** WHAT YOU ARE ASKED TO DO **
Transcribe the passage on the LISSY system below in full, word for word.

** DOCUMENT EXCERPT **

******************************

B.     The LISSY System

LISSY, the system that allows users to access the LIS microdata, resides on a separate Windows network at the LIS office.  Users send job instructions (programs) to LISSY via e-mail.  LISSY processes the programs and e-mails the output back to the user.

E-mails sent to LISSY are standard SPSS, SAS, or Stata batch programs (MS‑Windows versions of SPSS 11.5, SAS 9.1.3, and Stata 9.2) with a program‑specific header that allows the LISSY system to process the user request.  In order to ensure data confidentiality, a few exceptions or modifications to the user’s programming style may be needed for the LISSY system to process the user request.  Language‑specific details are described for each of the three programming languages later in this document.

1.      Registration

In order for the LISSY system to accept a job request, a prior registration with LIS is mandatory. A user obtains an account and a password after signing a pledge stating that a LIS user will abide by the rules for accessing data and publishing results. This form (the User Registration Form) is available on the LIS web site (see http://www.lisproject.org/introduction/userform.htm). Registration will not be finalised until LIS receives a signed copy via fax (+352 26 00 30 30) or by regular mail addressed to:

Caroline de Tombeur

Luxembourg Income Study

17, rue des Pommiers

L-2343 Luxembourg

Grand-Duchy of Luxembourg

Please note that as of 2007, registration must be updated annually (at the 1st of each year).  However, once the initial pledge has been signed, re‑registration is simply a matter of updating information and must be done over the Internet 
(See http:www.lisproject.org/dataccess/renewal.htm).

2.      General information

Job requests must be submitted by e-mailing LISSY at postbox@lisproject.org.  Jobs are processed by LISSY and the output is returned to the user at the e-mail address recorded while registering as a LIS user.  (Please note that output will be returned to the e-mail address registered with LIS, even if you sent your job request from a different mail account.  Upon request, the e‑mail address LISSY uses can be temporarily or permanently updated.)

******************************

** SOURCE EXCERPT **
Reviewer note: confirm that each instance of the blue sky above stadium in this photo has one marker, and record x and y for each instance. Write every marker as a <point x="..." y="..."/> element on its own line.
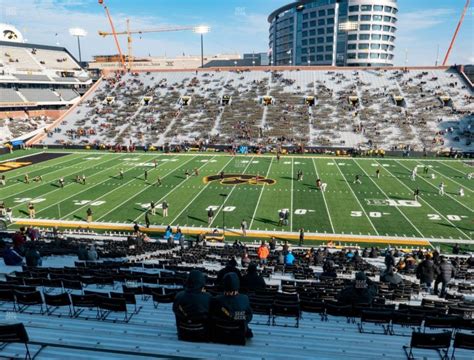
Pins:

******************************

** THE SOLUTION **
B.     The LISSY System

LISSY, the system that allows users to access the LIS microdata, resides on a separate Windows network at the LIS office.  Users send job instructions (programs) to LISSY via e-mail.  LISSY processes the programs and e-mails the output back to the user.

E-mails sent to LISSY are standard SPSS, SAS, or Stata batch programs (MS‑Windows versions of SPSS 11.5, SAS 9.1.3, and Stata 9.2) with a program‑specific header that allows the LISSY system to process the user request.  In order to ensure data confidentiality, a few exceptions or modifications to the user’s programming style may be needed for the LISSY system to process the user request.  Language‑specific details are described for each of the three programming languages later in this document.

1.      Registration

In order for the LISSY system to accept a job request, a prior registration with LIS is mandatory. A user obtains an account and a password after signing a pledge stating that a LIS user will abide by the rules for accessing data and publishing results. This form (the User Registration Form) is available on the LIS web site (see http://www.lisproject.org/introduction/userform.htm). Registration will not be finalised until LIS receives a signed copy via fax (+352 26 00 30 30) or by regular mail addressed to:

Caroline de Tombeur

Luxembourg Income Study

17, rue des Pommiers

L-2343 Luxembourg

Grand-Duchy of Luxembourg

Please note that as of 2007, registration must be updated annually (at the 1st of each year).  However, once the initial pledge has been signed, re‑registration is simply a matter of updating information and must be done over the Internet 
(See http:www.lisproject.org/dataccess/renewal.htm).

2.      General information

Job requests must be submitted by e-mailing LISSY at postbox@lisproject.org.  Jobs are processed by LISSY and the output is returned to the user at the e-mail address recorded while registering as a LIS user.  (Please note that output will be returned to the e-mail address registered with LIS, even if you sent your job request from a different mail account.  Upon request, the e‑mail address LISSY uses can be temporarily or permanently updated.)